*SET PROBLEM*. Continue the blog post on Granny Tate's mustard method for catching dew worms, starting right after its list of supplies.

*EXCERPT PROVIDED*.
##############################

Granny Tate’s Sure-fire Way to Catch Dew Worms for Fishing

Posted by Sandy McRuer on February 6th, 2012

When I was a boy, my grandparents had a wonderful large summer estate on Lake of Bays in the Muskoka area of Ontario. Besides, swimming, boating, water-fights, and excursions of all kinds, we kids and cousins wanted to go fishing every once in a while. But before we headed out, we needed to get some worms. So we went to our grandmother who prepared a batch of diluted powdered hot mustard. It worked great!

Here’s what you need:

  1. A jug of water
  2. A teaspoon of powdered mustard and a large spoon for stirring
  3. A bowl of water to rinse the worms in
  4. A tin can filled with moss to keep the worms in.
  5. A spoon or trowel
  6. And a tray to carry it all on.

##############################

*DATASET EXCERPTS*.
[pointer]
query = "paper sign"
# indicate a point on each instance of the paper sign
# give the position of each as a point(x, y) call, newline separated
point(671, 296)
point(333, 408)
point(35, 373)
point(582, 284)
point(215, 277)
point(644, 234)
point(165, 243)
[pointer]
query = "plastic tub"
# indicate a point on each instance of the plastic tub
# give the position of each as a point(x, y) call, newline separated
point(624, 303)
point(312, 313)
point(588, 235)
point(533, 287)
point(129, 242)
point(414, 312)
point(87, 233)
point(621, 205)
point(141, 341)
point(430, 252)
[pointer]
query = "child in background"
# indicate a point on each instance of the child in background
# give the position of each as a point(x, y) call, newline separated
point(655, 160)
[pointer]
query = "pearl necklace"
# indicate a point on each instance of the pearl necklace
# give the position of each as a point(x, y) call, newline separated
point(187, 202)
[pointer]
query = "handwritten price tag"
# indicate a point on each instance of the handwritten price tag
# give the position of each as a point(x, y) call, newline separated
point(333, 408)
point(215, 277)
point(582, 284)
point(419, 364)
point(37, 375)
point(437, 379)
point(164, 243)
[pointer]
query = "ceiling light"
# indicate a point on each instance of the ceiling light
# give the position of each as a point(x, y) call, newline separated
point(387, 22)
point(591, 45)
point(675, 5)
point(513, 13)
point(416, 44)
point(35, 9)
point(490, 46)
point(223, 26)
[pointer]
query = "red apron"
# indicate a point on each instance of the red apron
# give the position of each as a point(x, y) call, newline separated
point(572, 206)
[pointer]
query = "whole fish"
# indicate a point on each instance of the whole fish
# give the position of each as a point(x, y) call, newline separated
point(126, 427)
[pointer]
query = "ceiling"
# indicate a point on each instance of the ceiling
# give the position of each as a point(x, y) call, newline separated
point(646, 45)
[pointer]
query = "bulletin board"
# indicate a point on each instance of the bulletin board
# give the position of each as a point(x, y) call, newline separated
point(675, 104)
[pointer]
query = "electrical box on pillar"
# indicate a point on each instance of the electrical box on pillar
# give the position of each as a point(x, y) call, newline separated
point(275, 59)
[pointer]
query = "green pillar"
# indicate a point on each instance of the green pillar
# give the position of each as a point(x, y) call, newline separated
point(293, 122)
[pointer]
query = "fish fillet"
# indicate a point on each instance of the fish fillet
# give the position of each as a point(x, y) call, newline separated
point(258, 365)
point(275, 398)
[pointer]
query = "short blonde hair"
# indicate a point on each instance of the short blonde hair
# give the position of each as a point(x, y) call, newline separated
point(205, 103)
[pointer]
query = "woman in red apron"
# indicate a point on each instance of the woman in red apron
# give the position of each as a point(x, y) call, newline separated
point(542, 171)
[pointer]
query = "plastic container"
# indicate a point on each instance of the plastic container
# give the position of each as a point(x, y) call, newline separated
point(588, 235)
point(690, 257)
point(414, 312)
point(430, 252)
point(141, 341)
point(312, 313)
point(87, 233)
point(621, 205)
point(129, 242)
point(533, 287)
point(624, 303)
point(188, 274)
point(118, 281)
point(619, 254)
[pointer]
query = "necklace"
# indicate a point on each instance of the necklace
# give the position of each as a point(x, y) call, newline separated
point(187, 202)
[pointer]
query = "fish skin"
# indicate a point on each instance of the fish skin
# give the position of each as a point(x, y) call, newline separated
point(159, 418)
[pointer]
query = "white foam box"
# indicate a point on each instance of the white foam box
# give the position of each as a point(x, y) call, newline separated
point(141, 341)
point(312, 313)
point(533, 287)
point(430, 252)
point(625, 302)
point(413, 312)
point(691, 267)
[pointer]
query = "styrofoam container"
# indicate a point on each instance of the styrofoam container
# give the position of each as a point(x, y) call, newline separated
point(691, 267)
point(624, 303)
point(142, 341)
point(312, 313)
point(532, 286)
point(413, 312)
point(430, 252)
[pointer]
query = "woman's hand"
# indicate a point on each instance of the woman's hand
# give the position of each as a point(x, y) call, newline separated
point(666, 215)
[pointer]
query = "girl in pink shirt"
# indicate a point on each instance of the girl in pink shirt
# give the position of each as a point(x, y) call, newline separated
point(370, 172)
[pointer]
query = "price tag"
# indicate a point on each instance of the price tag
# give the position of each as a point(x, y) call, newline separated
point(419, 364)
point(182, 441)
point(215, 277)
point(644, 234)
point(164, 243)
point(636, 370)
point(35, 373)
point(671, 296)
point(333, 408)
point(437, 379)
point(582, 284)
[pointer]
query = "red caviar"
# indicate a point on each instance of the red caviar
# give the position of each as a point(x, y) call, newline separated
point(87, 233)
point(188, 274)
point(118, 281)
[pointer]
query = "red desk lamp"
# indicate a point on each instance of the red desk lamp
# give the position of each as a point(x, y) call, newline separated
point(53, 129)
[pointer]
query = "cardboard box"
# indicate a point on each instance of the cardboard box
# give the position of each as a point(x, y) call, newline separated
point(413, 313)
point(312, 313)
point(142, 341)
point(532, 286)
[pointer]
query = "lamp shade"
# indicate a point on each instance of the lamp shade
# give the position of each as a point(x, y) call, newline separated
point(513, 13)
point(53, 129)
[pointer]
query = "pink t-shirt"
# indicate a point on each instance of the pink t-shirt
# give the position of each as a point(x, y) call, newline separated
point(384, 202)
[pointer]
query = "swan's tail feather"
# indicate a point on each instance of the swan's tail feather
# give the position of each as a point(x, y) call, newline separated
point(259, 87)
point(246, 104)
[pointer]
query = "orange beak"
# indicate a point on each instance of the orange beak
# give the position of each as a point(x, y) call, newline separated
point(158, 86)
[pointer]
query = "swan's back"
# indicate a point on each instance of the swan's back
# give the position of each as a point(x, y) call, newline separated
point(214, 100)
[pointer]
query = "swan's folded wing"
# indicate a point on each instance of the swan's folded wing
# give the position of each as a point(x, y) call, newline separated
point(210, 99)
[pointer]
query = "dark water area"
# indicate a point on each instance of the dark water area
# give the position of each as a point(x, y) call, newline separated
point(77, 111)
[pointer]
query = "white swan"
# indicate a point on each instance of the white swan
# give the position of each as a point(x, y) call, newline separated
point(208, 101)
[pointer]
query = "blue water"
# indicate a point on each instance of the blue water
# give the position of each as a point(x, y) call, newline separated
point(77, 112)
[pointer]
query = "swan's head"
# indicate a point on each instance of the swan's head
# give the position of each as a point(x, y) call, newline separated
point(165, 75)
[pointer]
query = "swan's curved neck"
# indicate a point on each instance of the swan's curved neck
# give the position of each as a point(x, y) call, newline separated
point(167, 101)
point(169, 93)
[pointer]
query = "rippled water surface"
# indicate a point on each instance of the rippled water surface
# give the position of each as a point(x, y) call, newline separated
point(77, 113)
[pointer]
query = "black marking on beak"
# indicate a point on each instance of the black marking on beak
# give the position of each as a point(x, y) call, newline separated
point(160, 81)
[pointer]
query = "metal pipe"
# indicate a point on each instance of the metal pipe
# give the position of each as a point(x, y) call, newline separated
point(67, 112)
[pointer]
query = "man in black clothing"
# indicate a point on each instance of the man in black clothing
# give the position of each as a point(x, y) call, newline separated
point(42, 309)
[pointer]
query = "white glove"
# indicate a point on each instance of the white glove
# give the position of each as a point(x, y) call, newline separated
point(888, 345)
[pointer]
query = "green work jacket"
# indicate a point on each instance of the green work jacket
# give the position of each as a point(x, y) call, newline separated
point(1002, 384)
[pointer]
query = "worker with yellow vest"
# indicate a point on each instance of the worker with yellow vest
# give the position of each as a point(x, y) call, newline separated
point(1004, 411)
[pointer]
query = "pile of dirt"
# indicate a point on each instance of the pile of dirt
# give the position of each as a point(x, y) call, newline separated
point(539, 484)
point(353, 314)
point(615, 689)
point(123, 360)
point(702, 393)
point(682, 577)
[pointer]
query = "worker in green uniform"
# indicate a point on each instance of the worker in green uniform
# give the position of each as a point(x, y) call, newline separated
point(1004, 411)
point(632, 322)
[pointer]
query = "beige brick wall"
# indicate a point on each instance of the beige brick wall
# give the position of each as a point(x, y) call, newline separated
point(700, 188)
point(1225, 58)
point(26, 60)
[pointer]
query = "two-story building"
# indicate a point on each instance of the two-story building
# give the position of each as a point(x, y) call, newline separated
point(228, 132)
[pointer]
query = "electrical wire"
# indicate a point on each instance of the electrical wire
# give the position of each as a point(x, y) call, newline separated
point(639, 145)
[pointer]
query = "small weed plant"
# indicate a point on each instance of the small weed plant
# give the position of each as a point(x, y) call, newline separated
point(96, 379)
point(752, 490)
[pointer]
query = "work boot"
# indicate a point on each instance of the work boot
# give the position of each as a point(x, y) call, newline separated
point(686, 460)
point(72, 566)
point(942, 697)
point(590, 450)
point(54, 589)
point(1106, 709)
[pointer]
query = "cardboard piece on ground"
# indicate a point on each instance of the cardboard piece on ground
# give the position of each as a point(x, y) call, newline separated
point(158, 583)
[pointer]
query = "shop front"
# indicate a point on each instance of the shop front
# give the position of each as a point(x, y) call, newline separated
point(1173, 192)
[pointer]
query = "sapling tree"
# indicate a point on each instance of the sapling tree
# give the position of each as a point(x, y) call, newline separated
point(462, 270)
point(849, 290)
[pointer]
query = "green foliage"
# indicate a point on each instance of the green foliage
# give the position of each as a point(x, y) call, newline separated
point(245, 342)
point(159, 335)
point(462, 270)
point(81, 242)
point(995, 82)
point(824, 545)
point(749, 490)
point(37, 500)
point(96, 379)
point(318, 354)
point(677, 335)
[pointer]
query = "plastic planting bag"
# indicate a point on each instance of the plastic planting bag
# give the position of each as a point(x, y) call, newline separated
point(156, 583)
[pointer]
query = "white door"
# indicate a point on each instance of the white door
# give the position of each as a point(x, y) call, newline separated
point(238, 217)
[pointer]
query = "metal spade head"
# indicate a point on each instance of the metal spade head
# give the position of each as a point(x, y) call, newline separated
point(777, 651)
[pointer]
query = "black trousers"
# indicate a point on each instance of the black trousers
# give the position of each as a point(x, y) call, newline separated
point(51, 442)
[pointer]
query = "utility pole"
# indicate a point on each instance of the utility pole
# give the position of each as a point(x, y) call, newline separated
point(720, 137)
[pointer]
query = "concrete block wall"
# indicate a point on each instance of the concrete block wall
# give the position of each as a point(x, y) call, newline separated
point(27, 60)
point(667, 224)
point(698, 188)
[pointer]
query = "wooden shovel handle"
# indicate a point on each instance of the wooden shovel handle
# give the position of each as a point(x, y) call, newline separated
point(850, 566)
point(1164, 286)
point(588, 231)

##############################

*RESULT OF THE TASK*.
Worm-catching 101

A few simple things are needed to catch worms

Here’s what you do:

Find a likely spot on a lawn somewhere where you find worm castings. What are worm castings? They are little piles of dirt that look like they have squirted out of a tube of toothpaste. They are often mixed with tiny sticks or leaves.

Worm Poo!

Scrape off the pile with your trowel, and you will find a little hole in the ground, the worm’s burrow.

Pour the mustard solution into the hole and wait a few seconds. If a worm is in the area, it will come up within 30 or 40 seconds. And it’s skin will be stinging because of the mustard. So pick it up swirl it around in the bowl of water and drop it into the tin can.

Simple, eh? In 15 minutes you will have plenty of worms for fishing.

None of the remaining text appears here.